[Records provided start]

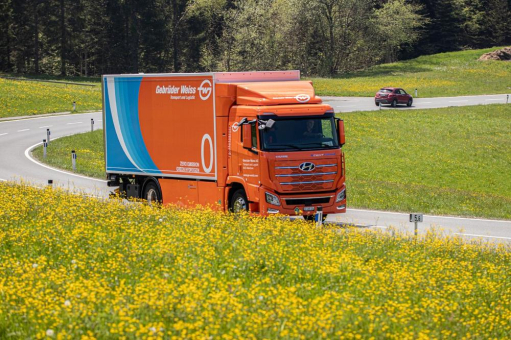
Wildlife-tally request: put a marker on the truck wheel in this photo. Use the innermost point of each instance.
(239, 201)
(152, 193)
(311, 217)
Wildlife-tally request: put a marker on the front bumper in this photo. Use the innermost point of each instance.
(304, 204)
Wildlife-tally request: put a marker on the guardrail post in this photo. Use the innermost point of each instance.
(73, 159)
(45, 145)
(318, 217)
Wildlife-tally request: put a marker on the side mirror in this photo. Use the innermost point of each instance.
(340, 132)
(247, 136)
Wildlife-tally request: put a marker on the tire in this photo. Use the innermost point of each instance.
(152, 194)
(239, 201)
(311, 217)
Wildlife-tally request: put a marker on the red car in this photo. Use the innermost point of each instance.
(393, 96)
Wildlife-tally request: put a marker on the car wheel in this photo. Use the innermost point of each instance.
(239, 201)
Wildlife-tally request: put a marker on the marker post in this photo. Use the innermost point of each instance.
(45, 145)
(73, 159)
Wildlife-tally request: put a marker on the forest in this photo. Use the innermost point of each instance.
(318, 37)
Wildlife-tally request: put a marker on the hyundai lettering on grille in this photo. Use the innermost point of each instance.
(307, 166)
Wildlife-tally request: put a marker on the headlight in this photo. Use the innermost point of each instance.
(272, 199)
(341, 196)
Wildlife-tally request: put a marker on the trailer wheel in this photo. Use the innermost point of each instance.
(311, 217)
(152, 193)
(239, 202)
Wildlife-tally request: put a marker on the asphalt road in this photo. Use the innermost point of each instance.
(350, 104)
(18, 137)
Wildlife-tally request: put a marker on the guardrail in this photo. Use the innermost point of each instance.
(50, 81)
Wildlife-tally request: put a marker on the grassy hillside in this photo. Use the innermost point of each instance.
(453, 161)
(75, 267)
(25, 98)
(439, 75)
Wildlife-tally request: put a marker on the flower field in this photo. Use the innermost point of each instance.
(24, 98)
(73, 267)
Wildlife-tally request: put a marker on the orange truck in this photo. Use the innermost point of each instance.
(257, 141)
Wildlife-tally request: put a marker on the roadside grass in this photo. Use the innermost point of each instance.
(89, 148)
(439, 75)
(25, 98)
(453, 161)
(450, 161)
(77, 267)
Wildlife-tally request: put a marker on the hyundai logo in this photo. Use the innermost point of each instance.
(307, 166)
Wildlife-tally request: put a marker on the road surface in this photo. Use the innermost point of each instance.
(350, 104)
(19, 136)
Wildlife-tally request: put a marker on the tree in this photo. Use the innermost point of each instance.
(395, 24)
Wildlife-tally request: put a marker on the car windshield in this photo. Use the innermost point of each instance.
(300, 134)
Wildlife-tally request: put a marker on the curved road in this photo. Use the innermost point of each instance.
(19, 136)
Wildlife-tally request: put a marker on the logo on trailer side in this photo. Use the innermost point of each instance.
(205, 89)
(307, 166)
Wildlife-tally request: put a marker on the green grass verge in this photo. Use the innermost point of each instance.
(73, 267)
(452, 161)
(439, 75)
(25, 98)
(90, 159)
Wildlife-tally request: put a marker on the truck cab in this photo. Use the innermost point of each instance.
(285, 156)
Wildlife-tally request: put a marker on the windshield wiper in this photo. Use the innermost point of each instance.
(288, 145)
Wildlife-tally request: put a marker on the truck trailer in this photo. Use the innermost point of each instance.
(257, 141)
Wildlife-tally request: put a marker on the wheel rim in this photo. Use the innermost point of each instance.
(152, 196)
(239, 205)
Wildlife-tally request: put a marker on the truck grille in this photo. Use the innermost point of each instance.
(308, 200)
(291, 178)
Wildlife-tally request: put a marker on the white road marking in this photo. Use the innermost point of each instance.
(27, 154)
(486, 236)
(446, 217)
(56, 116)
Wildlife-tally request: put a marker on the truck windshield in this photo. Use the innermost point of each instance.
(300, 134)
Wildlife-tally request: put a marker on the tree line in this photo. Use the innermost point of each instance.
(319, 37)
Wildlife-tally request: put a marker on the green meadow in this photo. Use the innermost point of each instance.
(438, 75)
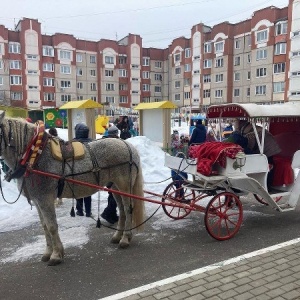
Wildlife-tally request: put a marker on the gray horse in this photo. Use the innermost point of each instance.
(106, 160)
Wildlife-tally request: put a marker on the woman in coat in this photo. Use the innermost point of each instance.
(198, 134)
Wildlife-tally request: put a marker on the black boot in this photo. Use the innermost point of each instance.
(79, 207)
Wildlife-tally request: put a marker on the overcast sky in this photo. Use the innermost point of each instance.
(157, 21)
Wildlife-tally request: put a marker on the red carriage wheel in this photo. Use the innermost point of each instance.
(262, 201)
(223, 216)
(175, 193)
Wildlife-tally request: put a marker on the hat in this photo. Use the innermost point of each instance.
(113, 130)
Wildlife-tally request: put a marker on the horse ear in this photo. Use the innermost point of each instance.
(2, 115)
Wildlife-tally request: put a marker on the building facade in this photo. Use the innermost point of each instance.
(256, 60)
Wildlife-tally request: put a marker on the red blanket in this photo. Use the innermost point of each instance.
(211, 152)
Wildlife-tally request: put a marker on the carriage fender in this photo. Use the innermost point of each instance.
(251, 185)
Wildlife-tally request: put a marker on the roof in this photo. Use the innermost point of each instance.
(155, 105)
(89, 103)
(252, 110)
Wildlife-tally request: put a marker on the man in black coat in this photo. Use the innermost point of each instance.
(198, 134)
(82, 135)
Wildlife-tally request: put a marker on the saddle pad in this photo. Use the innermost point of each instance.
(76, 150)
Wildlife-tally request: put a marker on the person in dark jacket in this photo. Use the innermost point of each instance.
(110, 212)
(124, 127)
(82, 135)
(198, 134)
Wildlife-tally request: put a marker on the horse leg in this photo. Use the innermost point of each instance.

[Records provided end]

#### [What to do]
Everything from the line containing "Wildlife-tally request: put a marker on the carriage" to the end of the data above should be quoted exactly, please, both ends included, and nothing outside that span.

#### [Task answer]
Wildlife-tally request: put a marker on the carriage fender in this photo. Use the innermost point of each instance.
(251, 185)
Wildlife-tally request: put a marker on the roof in this photo. Use the innermost point of each instance.
(155, 105)
(89, 103)
(252, 110)
Wildlife-tally request: put a marker on the man in black coat in this photo. Use the innermost point of each instance.
(198, 134)
(82, 135)
Wildlife-tally request: put a marker on the saddle pad in this photo. Use the innermost point of each instance.
(76, 150)
Wildlife-tally request: put a marker on the person in dark jacket in this photo. Use the innermost point of each instance.
(110, 212)
(124, 127)
(82, 135)
(198, 134)
Wildlife-tally request: put a marker on the horse leg in this photo. Use the innermost point of each instance.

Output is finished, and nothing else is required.